T.A.R. Lombardia Milano Sez. II, Sent., 28-01-2011, n. 260 Demolizione di costruzioni abusive

Sentenza scelta dal dott. Domenico Cirasole direttore del sito giuridico http://www.gadit.it/

Svolgimento del processo – Motivi della decisione

1. La ricorrente, proprietaria di una villetta a schiera facente parte di un complesso condominiale in via Monviso n. 6/2, premesso di avere realizzato la ristrutturazione dell’immobile, con ampliamento del piano interrato, in base a denuncia di inizio attività (d.i.a.) in data 22.3.2004, ha impugnato col ricorso in esame, unitamente ad ogni atto preordinato e connesso (compreso l’atto di classificazione delle opere redatto dal Servizio Edilizia Privata il 16.3.2005), l’ordinanza 1 aprile 2005 n. 8, recante l’ingiunzione di demolire opere edilizie realizzate senza titolo.

PROBLEMA ASSEGNATO 1
Rispondi alle seguenti domande sulla sentenza, una per riga:
(a) Chi ha scelto la sentenza?
(b) In quale data è stata presentata la denuncia di inizio attività?
(c) Quale numero e quale data porta l'ordinanza impugnata?
PROBLEMA ASSEGNATO 2
Elenca tutte le date che compaiono nella sentenza.
PROBLEMA ASSEGNATO 3
Riproduci fedelmente il passo della sentenza che va da "Sentenza scelta dal" fino a "realizzate senza titolo." compreso.

DATI GREZZI
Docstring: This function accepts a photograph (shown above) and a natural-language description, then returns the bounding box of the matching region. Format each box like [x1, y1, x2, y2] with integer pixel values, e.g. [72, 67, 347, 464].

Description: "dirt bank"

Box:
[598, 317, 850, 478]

RISULTATO CORRETTO 1
(a) Il dott. Domenico Cirasole, direttore del sito giuridico http://www.gadit.it/.
(b) Il 22.3.2004.
(c) È l'ordinanza n. 8 del 1 aprile 2005.

RISULTATO CORRETTO 2
- 28-01-2011
- 22.3.2004
- 16.3.2005
- 1 aprile 2005

RISULTATO CORRETTO 3
Sentenza scelta dal dott. Domenico Cirasole direttore del sito giuridico http://www.gadit.it/

Svolgimento del processo – Motivi della decisione

1. La ricorrente, proprietaria di una villetta a schiera facente parte di un complesso condominiale in via Monviso n. 6/2, premesso di avere realizzato la ristrutturazione dell’immobile, con ampliamento del piano interrato, in base a denuncia di inizio attività (d.i.a.) in data 22.3.2004, ha impugnato col ricorso in esame, unitamente ad ogni atto preordinato e connesso (compreso l’atto di classificazione delle opere redatto dal Servizio Edilizia Privata il 16.3.2005), l’ordinanza 1 aprile 2005 n. 8, recante l’ingiunzione di demolire opere edilizie realizzate senza titolo.